## [DATA EXCERPTS]

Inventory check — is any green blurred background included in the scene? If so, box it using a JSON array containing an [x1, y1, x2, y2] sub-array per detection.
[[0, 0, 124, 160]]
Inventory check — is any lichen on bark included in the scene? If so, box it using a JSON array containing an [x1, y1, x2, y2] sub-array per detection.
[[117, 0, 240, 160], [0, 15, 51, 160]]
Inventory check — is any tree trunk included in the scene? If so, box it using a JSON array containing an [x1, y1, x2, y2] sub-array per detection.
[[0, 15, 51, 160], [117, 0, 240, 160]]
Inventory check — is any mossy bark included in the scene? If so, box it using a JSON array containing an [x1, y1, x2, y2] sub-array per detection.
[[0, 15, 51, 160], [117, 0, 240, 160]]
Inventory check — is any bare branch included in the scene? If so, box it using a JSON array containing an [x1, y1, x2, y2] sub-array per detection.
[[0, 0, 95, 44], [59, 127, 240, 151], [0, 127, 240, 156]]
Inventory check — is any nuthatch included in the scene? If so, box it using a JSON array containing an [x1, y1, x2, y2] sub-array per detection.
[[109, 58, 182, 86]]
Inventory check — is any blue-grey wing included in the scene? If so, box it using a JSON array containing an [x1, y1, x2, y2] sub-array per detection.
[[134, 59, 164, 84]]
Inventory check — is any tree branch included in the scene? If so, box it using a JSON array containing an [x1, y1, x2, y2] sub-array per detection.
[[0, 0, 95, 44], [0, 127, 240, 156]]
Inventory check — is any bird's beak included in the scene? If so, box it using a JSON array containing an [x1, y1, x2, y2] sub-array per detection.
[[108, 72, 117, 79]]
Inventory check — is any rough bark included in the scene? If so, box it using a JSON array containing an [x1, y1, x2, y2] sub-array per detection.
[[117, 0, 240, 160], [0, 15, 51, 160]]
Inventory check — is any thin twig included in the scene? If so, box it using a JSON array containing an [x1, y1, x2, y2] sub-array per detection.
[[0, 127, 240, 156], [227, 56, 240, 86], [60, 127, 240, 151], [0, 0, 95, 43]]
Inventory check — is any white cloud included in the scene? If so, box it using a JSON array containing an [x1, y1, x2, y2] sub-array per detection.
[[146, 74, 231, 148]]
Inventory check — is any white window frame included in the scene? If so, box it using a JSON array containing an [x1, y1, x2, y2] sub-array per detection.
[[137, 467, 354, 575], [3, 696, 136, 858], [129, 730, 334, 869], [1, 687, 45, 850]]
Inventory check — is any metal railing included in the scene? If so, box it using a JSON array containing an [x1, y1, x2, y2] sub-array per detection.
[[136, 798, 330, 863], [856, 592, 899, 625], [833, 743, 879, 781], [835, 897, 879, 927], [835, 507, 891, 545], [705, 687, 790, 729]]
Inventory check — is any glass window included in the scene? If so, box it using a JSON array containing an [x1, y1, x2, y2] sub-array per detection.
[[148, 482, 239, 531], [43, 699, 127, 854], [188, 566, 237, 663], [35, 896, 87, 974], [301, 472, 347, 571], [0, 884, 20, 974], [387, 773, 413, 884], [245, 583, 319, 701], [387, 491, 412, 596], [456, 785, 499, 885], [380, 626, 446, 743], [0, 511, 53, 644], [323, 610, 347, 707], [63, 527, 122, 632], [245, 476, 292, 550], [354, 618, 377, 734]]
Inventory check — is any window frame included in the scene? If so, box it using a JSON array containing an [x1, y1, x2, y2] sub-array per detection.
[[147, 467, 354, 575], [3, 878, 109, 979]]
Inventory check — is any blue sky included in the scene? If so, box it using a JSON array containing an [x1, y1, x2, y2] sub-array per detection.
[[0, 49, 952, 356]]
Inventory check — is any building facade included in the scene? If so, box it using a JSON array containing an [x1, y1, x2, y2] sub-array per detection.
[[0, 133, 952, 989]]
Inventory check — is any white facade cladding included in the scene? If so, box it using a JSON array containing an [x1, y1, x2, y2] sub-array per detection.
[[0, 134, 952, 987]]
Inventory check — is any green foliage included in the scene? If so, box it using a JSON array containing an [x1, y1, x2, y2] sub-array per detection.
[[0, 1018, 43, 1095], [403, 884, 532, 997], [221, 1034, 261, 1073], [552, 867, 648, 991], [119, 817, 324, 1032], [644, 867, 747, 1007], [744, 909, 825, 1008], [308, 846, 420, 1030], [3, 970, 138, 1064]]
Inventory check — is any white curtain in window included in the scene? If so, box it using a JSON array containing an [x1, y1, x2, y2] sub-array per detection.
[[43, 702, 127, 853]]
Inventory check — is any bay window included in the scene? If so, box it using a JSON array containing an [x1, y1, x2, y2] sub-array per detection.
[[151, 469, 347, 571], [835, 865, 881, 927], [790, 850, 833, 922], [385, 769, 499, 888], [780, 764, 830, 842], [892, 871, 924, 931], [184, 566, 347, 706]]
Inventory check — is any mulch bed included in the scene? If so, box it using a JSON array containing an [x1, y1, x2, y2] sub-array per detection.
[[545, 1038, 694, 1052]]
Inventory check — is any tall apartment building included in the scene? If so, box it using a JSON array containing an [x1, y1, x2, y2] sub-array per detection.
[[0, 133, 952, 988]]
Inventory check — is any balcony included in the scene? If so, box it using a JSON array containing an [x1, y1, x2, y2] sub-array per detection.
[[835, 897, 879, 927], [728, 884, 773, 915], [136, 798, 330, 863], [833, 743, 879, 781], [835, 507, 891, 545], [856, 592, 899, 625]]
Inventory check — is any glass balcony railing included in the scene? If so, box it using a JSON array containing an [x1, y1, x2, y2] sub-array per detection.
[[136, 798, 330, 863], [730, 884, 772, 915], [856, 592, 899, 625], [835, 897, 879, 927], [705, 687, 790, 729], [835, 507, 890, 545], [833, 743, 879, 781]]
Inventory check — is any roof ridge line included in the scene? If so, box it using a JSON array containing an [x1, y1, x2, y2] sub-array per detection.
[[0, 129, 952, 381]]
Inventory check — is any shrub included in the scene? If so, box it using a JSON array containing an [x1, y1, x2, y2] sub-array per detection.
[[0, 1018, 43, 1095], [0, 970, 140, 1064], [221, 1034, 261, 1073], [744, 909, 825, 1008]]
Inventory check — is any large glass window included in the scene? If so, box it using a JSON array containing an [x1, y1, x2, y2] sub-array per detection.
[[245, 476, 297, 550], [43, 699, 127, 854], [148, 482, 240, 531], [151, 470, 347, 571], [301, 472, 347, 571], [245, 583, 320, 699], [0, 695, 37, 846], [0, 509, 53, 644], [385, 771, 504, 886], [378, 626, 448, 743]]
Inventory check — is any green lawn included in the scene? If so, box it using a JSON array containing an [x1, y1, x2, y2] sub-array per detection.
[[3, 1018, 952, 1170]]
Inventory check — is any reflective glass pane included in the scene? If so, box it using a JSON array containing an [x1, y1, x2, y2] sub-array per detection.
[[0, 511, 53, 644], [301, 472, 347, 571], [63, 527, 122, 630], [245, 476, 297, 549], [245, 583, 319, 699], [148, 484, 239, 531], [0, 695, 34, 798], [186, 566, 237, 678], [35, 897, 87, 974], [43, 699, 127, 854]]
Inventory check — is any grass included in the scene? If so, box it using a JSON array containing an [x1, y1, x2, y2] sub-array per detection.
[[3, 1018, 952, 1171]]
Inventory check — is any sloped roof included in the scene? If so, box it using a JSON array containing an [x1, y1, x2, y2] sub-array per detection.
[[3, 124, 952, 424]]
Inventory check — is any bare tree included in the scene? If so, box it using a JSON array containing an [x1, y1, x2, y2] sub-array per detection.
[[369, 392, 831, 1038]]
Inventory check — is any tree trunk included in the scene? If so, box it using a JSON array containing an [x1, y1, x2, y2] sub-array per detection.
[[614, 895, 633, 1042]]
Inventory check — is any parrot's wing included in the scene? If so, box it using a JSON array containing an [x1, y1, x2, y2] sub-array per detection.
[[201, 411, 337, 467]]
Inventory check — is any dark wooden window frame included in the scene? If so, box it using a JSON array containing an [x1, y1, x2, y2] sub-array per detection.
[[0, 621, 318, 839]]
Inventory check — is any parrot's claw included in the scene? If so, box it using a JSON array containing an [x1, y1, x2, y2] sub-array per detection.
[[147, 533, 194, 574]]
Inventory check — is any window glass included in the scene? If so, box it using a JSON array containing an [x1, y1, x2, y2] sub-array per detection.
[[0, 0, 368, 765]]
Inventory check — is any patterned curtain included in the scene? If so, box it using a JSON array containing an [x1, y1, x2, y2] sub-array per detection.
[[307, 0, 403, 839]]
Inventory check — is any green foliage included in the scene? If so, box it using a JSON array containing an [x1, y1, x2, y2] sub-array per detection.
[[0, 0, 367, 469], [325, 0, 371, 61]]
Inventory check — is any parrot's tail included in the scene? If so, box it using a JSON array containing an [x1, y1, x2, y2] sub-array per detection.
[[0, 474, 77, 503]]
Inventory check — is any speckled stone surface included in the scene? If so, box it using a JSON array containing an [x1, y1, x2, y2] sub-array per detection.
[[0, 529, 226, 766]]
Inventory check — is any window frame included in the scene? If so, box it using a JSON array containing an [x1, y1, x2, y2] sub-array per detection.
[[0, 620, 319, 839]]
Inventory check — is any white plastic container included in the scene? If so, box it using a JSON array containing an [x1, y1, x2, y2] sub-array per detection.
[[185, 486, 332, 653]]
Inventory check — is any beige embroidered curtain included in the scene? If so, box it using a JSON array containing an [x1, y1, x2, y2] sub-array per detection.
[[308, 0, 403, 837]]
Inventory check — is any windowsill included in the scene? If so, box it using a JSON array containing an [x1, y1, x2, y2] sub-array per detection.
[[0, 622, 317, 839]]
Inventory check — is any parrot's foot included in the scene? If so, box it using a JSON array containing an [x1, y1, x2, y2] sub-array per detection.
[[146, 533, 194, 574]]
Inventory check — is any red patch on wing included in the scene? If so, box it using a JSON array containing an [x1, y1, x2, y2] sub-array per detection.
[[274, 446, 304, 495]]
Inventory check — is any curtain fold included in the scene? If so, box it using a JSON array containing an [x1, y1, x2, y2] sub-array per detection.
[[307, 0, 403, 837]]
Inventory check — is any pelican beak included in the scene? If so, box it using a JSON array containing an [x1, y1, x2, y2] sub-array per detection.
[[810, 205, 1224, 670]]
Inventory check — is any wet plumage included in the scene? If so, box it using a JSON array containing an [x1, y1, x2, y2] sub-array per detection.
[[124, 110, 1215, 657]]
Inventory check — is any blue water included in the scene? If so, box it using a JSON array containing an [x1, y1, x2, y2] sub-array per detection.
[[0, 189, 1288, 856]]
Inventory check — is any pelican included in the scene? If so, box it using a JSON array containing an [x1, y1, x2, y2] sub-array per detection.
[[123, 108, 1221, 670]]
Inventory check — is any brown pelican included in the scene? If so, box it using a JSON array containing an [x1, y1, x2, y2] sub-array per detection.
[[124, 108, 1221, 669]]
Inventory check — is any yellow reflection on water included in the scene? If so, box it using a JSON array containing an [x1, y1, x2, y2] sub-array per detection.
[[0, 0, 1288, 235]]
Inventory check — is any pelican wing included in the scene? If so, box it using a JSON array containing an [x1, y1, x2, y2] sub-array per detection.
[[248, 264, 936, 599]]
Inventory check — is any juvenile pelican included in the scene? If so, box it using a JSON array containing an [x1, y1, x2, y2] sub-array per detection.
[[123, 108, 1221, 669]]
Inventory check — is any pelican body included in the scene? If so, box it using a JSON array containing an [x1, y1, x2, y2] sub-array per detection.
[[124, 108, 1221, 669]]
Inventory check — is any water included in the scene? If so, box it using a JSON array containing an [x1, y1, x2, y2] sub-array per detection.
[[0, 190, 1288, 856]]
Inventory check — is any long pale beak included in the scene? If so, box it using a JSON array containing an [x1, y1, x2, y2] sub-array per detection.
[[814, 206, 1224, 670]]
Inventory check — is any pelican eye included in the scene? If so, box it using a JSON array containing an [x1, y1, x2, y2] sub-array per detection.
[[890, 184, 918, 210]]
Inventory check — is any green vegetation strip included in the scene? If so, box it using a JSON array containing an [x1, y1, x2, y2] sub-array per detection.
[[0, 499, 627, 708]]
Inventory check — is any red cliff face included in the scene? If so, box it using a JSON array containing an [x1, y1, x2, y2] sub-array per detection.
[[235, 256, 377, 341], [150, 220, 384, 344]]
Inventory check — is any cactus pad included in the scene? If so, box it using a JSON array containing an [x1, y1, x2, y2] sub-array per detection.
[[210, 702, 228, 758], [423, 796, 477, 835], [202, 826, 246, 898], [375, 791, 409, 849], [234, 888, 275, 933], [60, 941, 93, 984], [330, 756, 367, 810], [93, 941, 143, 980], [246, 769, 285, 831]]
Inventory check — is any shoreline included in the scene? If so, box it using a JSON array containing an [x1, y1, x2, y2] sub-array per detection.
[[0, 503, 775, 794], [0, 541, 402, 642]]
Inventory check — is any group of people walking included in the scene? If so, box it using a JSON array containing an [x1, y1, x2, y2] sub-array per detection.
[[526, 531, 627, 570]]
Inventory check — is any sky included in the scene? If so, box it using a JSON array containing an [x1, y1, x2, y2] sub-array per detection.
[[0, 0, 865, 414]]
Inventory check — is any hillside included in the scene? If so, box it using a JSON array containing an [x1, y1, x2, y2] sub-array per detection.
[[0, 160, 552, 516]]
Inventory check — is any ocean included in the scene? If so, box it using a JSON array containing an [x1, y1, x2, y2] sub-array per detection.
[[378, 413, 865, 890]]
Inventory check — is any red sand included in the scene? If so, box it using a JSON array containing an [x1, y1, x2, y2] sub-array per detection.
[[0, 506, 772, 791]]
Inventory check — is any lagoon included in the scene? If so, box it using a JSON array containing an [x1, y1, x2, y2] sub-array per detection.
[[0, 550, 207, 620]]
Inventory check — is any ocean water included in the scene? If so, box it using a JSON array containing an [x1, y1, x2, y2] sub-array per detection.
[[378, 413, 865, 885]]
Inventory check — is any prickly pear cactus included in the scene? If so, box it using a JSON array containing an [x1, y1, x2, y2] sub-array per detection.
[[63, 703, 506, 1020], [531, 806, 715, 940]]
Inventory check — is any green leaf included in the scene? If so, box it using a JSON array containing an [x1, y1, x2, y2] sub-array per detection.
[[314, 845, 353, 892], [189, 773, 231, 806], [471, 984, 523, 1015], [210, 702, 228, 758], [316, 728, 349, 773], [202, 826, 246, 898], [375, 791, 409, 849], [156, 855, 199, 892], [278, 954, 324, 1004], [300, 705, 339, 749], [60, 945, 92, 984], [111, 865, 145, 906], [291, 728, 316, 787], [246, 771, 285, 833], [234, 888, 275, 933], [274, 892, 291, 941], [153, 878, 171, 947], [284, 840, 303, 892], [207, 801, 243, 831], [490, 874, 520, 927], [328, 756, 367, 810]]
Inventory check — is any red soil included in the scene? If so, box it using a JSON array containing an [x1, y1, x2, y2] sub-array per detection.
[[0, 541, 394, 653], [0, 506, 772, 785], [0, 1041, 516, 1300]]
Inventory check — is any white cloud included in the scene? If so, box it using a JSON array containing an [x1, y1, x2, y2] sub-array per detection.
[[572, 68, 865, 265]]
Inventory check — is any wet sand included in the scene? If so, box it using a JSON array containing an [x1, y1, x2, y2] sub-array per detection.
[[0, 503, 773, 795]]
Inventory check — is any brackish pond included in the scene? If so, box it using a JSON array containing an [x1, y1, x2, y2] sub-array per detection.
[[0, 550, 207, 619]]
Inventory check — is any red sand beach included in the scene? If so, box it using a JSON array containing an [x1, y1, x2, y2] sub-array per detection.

## [TASK REQUIREMENTS]
Copy out, unchanged, the records from their first line through the line containing "[[0, 0, 124, 160]]", and nothing beyond that line.

## [WRITTEN ANSWER]
Inventory check — is any green blurred background included in the scene? If so, box it using a JSON array containing an [x1, y1, x2, y2] sub-array per detection.
[[0, 0, 124, 160]]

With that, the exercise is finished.